╭──

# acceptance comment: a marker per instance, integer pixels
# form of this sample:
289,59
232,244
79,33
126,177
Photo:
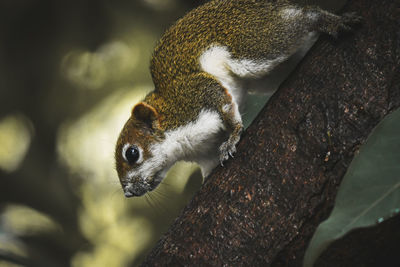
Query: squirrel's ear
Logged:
145,113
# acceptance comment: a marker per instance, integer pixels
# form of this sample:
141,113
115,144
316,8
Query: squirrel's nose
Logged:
128,194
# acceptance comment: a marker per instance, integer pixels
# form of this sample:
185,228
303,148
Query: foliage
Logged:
370,190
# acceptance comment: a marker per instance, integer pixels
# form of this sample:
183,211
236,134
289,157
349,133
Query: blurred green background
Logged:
70,72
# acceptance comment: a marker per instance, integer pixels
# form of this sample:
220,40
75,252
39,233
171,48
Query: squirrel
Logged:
198,68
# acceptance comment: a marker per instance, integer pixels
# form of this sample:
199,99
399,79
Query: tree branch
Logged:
264,205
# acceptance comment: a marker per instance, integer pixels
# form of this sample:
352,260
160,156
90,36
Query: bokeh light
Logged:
15,137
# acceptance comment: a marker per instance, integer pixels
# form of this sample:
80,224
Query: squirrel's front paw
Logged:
227,149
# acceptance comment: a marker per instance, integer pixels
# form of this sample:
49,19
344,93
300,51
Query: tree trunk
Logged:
263,206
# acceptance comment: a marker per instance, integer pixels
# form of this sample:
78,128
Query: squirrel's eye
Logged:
132,154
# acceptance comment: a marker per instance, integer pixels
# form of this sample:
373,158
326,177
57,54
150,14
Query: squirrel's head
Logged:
140,167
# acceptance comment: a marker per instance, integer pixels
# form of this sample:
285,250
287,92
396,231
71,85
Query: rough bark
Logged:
262,208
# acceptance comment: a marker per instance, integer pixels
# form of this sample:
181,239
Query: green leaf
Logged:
370,190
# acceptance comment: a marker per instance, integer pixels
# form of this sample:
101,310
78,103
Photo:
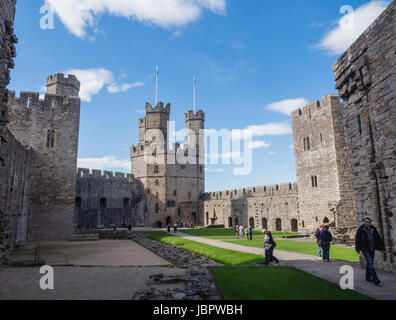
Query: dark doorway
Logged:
278,224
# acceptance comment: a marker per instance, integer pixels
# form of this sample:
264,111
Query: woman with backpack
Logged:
325,239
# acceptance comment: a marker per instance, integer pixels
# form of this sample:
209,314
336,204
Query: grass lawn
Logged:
224,256
336,252
275,283
222,233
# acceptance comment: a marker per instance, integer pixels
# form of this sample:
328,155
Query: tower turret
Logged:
58,84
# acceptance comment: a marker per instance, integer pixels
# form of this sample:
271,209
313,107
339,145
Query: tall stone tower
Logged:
50,127
323,167
173,189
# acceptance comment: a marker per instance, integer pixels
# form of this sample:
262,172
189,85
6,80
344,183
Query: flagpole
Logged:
194,88
156,84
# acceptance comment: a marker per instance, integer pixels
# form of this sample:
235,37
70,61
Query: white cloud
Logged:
175,35
211,170
287,106
107,162
94,80
340,38
259,145
114,88
77,15
268,129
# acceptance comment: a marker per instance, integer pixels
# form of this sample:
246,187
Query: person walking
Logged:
236,232
175,227
269,246
325,239
318,241
368,240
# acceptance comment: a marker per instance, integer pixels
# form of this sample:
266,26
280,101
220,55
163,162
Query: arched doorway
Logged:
294,225
278,224
229,222
264,223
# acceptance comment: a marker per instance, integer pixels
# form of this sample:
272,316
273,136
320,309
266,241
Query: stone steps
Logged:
84,237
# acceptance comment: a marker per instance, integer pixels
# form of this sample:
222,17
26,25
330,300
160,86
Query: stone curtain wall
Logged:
322,164
253,206
107,199
366,79
172,191
54,175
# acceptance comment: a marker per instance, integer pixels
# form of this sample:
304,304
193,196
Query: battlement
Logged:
92,173
191,116
308,111
59,84
158,108
270,190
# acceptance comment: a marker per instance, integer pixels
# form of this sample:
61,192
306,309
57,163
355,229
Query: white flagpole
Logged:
156,85
194,86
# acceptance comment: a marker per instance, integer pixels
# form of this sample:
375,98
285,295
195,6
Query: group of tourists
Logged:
184,224
243,232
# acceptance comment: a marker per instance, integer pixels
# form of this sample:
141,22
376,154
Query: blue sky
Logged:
254,61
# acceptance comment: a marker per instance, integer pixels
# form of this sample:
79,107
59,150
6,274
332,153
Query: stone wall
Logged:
323,167
267,207
50,127
107,199
173,190
8,147
366,80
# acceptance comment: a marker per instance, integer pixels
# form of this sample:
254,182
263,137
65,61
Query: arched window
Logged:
78,203
103,203
264,223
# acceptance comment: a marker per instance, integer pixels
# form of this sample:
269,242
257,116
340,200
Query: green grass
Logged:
285,283
336,252
223,233
224,256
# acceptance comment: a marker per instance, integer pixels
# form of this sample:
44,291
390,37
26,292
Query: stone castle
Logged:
345,160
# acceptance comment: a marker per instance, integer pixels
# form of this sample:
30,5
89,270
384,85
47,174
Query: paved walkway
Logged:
311,264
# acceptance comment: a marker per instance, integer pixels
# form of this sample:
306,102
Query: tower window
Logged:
50,139
103,203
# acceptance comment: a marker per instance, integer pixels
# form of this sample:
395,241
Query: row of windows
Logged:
103,203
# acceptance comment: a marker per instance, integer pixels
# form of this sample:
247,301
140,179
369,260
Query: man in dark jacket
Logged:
326,238
367,241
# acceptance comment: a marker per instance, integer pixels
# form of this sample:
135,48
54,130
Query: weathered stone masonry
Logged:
107,199
366,80
50,127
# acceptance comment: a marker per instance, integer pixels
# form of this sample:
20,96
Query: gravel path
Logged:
311,264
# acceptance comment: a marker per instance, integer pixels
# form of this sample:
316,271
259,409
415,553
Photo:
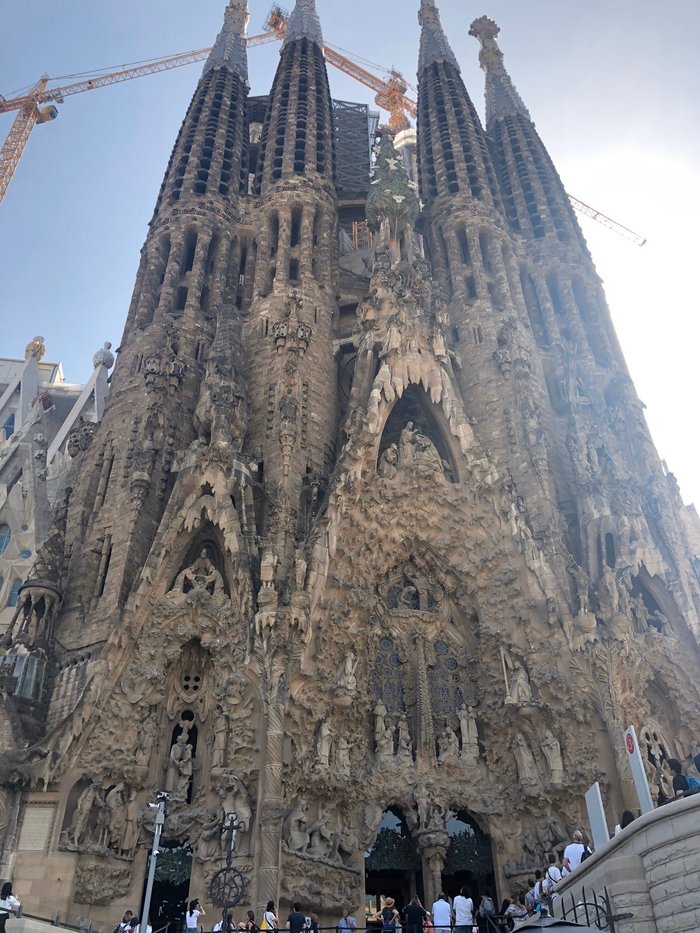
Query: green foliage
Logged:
469,852
392,851
390,196
174,865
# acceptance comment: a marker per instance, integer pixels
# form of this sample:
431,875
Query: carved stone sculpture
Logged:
202,575
527,769
552,751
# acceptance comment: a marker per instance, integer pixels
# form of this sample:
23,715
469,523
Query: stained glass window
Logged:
447,681
387,679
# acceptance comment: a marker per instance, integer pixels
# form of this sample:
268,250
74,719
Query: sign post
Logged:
596,817
634,756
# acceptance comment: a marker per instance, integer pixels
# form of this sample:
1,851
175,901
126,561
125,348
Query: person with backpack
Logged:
680,781
269,920
8,904
575,853
487,910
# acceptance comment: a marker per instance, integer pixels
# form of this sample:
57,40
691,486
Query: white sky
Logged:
614,88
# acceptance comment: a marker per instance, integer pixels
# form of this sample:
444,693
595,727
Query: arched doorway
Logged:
171,887
469,859
392,865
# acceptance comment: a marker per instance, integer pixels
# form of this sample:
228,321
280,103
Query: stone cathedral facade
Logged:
371,548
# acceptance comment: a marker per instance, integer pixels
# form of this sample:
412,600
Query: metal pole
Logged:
160,819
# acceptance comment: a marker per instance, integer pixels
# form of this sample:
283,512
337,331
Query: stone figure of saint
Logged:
180,767
132,824
218,754
404,745
342,758
448,745
347,681
147,736
202,575
552,752
86,801
323,744
527,769
296,835
640,615
380,714
117,816
469,734
520,691
208,844
407,444
389,462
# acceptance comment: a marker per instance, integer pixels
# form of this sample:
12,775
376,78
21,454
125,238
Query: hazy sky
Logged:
614,88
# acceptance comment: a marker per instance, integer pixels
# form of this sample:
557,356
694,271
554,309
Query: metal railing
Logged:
590,906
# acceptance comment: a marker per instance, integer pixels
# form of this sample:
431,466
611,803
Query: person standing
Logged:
296,921
573,853
442,914
8,904
680,781
193,914
346,922
414,915
270,921
463,907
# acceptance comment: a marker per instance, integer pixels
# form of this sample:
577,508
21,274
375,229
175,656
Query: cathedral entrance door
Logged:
469,860
171,887
392,866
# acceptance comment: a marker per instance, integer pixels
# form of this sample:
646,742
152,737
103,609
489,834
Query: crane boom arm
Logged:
607,221
91,84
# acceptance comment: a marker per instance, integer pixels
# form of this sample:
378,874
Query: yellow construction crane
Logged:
37,105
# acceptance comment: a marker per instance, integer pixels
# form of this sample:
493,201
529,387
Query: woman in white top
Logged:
270,916
8,903
193,914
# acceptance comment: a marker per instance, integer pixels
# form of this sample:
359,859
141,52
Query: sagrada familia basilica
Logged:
372,545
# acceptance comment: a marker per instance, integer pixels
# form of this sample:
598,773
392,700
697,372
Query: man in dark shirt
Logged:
296,920
680,783
413,916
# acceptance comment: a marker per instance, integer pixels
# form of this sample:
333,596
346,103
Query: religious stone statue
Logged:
520,691
323,744
469,734
35,348
404,745
180,767
132,825
117,816
218,754
527,769
202,575
342,758
448,746
347,681
552,751
296,835
389,462
86,801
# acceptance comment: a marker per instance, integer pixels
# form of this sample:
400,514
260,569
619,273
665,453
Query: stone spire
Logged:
502,99
434,46
230,47
304,23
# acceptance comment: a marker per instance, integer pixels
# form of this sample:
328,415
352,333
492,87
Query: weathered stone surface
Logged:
350,543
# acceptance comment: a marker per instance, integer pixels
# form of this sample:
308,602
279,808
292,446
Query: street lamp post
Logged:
160,819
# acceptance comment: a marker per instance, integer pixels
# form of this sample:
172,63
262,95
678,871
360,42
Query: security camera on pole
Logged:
159,805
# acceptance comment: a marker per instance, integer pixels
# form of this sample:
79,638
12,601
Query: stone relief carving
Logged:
100,884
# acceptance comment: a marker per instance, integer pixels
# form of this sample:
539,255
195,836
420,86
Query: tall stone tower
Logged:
372,547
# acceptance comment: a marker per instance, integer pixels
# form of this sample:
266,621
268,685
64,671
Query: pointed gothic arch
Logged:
416,428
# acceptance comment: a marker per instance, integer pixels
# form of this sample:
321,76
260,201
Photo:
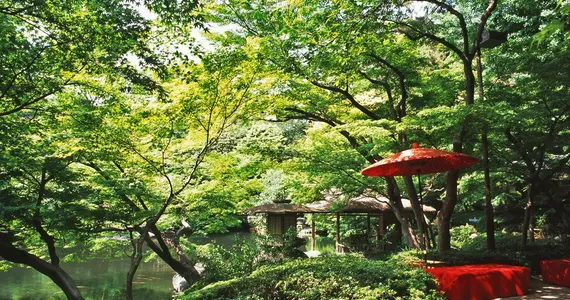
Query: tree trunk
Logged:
480,75
532,189
469,83
135,262
55,273
183,267
444,216
398,209
416,207
489,215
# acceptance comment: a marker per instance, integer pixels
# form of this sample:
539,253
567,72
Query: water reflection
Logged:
96,280
102,279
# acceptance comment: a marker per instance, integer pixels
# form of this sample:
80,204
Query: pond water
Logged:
101,279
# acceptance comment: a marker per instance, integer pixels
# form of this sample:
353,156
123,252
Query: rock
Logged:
180,284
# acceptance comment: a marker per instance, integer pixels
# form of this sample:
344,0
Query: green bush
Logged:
335,277
244,257
461,235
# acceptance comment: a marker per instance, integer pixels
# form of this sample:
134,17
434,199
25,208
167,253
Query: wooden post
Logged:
313,232
337,231
381,224
368,226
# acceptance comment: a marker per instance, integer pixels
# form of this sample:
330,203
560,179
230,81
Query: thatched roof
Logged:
280,208
367,202
362,204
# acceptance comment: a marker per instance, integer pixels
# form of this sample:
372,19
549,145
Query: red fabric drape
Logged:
556,271
479,282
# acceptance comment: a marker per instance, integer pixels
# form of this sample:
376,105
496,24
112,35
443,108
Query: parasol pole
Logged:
422,213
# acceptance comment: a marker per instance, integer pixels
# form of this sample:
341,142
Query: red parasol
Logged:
418,161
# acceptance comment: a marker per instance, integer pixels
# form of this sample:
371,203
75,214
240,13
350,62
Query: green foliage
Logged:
245,256
335,277
461,235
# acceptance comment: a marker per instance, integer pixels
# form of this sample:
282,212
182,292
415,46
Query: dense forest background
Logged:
151,120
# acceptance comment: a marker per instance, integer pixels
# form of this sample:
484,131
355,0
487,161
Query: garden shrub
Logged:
244,257
334,277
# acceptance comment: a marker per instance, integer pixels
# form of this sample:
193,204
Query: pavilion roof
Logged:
367,202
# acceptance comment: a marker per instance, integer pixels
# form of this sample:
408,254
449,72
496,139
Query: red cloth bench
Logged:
556,271
479,282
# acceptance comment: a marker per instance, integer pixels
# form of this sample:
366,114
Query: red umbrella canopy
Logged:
420,161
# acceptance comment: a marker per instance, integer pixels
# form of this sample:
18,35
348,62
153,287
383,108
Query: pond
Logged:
101,279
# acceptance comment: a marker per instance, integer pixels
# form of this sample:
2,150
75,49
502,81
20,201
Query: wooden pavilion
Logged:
282,216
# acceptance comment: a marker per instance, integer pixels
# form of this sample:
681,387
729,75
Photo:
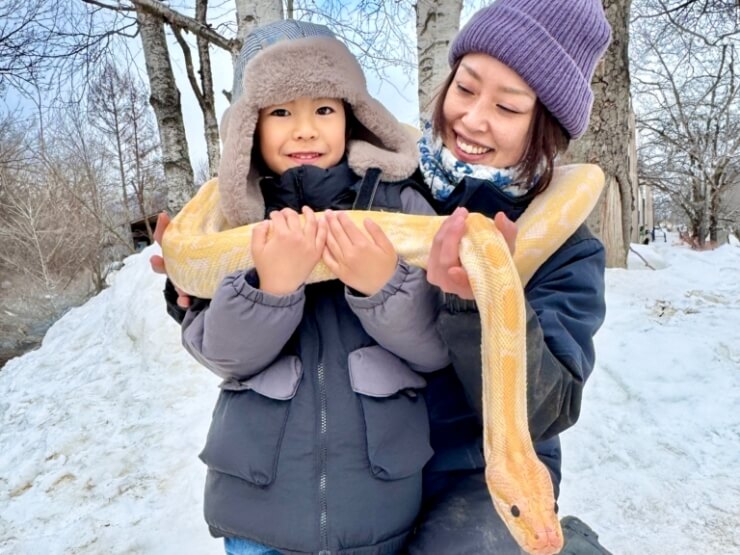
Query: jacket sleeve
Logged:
564,308
401,318
243,329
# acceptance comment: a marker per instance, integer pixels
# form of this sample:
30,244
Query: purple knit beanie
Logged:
553,45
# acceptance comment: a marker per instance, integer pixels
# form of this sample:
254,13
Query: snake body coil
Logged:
199,252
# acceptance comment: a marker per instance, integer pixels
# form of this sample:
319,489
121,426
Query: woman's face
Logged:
487,112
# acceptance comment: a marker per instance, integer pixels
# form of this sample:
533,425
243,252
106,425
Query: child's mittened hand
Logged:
285,251
363,262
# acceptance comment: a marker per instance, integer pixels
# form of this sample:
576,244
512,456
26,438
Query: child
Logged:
318,437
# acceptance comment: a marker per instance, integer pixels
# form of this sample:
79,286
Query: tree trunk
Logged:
437,22
210,123
165,100
610,141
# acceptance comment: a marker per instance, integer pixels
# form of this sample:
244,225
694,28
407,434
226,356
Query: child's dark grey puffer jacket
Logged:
319,436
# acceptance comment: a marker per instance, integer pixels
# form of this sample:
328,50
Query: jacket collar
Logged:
310,186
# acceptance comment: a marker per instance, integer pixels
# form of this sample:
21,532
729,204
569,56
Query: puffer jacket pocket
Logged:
396,419
249,422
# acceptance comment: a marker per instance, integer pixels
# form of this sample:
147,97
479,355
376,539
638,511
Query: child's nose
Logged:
305,129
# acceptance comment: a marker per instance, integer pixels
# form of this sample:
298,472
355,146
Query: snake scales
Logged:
199,251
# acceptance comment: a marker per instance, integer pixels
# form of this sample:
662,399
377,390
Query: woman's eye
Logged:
463,89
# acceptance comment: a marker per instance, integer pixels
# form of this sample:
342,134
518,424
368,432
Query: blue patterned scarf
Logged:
443,172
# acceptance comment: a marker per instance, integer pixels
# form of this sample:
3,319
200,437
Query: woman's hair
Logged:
545,140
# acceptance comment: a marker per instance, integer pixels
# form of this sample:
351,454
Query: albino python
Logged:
199,252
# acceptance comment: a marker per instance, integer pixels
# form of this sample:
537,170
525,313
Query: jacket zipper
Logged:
324,525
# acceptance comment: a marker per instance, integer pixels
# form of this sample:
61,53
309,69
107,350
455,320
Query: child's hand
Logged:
285,252
360,262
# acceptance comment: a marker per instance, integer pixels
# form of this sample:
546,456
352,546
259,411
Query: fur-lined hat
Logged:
286,60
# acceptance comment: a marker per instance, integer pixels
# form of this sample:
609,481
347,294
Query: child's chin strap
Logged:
368,188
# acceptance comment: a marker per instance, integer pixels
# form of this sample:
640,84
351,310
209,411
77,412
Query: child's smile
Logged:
303,131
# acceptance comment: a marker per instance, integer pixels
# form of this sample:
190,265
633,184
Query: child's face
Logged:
487,112
303,131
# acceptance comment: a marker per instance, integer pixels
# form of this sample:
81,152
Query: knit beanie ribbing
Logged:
554,45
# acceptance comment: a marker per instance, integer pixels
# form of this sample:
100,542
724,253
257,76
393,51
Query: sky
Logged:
100,428
394,90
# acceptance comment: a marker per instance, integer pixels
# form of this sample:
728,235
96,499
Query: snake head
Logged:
526,504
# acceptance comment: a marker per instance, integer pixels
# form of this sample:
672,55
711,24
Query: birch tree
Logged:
165,99
610,140
688,93
437,23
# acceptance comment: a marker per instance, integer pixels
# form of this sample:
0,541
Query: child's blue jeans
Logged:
240,546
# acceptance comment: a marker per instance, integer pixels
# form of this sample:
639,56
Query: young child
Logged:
318,437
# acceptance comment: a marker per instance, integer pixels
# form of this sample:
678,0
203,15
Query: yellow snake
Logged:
199,252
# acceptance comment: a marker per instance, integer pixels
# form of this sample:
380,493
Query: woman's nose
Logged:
476,117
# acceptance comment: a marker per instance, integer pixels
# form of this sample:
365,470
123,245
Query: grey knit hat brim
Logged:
316,67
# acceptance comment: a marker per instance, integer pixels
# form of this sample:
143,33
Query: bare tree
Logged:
437,23
165,99
118,105
687,90
610,140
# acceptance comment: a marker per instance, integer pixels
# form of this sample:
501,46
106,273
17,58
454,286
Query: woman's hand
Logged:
286,251
444,269
363,262
157,262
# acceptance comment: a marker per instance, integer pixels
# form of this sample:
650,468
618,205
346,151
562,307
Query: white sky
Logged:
100,428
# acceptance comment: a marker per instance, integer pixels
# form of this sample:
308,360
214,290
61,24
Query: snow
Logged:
100,428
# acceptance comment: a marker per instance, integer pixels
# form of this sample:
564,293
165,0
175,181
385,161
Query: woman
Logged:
518,92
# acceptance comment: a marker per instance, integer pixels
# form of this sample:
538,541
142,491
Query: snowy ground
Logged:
100,428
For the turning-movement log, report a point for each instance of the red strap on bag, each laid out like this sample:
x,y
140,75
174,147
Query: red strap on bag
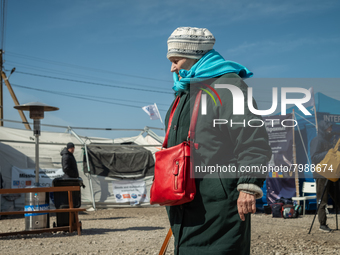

╰──

#### Brief
Look through the listing and return each line containing the word "woman".

#### Task answer
Query: woman with backpack
Query: woman in white top
Query: woman's face
Query: woman's eye
Query: woman's hair
Query: woman's nose
Query: woman's hand
Query: woman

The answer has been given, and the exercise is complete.